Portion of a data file

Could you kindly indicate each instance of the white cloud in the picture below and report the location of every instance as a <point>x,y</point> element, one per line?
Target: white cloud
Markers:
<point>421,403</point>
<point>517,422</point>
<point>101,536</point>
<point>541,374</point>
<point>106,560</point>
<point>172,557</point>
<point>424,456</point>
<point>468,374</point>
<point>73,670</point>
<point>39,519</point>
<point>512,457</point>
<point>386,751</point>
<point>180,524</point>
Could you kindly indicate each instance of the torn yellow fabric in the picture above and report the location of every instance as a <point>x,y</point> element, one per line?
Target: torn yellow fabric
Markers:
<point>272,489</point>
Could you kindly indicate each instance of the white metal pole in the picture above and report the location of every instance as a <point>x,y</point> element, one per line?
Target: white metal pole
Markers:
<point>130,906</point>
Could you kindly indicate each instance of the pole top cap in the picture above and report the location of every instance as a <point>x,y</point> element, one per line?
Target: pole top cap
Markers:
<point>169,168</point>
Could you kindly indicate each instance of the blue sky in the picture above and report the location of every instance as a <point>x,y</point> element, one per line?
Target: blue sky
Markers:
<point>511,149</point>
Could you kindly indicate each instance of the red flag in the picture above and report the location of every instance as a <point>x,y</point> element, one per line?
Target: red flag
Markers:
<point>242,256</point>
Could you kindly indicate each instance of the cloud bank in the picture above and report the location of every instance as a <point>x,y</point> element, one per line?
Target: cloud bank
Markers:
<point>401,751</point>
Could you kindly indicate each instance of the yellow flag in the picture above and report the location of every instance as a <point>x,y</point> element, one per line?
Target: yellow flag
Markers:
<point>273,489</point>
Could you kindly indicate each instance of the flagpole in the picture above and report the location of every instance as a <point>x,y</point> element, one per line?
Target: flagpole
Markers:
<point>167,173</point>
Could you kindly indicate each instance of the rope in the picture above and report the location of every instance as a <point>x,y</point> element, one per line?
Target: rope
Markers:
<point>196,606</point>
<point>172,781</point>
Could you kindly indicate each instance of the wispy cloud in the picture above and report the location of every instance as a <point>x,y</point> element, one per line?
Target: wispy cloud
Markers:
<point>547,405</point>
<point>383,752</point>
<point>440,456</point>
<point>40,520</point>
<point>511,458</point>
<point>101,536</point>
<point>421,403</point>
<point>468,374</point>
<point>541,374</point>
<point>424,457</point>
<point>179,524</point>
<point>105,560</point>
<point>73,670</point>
==
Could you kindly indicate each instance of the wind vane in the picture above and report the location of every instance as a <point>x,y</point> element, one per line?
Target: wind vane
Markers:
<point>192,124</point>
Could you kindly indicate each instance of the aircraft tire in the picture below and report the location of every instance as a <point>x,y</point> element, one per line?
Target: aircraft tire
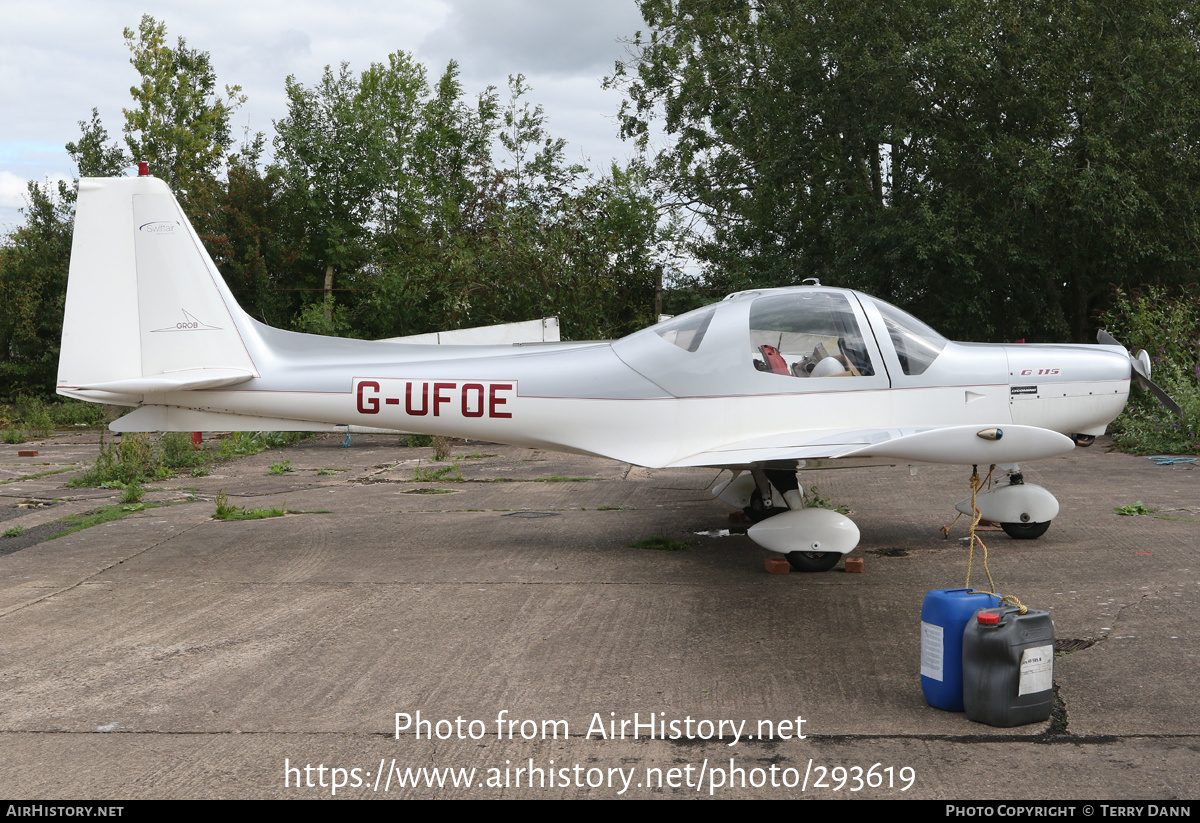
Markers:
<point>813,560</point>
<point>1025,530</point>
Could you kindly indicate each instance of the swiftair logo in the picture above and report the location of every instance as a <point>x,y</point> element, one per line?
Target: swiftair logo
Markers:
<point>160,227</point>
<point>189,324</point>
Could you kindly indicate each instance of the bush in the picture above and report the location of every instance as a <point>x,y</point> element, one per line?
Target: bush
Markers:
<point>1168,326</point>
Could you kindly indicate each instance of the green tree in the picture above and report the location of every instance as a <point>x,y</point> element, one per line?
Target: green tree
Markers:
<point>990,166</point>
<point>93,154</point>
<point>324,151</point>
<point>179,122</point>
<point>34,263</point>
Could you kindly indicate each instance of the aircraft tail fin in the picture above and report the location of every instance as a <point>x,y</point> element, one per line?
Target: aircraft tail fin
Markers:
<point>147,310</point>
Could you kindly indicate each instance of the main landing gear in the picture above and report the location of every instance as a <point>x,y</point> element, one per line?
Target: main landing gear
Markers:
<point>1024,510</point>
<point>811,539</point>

**DIRECTION**
Please reproduce the items starting at the line that contains "Could you kindly indicate each instance of the aircraft tail" and stopping after the line that contains "<point>811,539</point>", requests included, and shift every coordinate in the answers by adding 12 to it.

**EXPECTED ANSWER**
Could you kindly indicate each instance of the aircraft tail fin in the picture above and report the location of every instance as a <point>x,y</point> element, one per line?
Target: aircraft tail fin
Markers:
<point>159,322</point>
Could you kindly indicate each instance of the main landing gear in the picture above and report the location of every instance as a <point>x,y</point> element, one per line?
Target: main landing gear
Markers:
<point>1036,522</point>
<point>823,551</point>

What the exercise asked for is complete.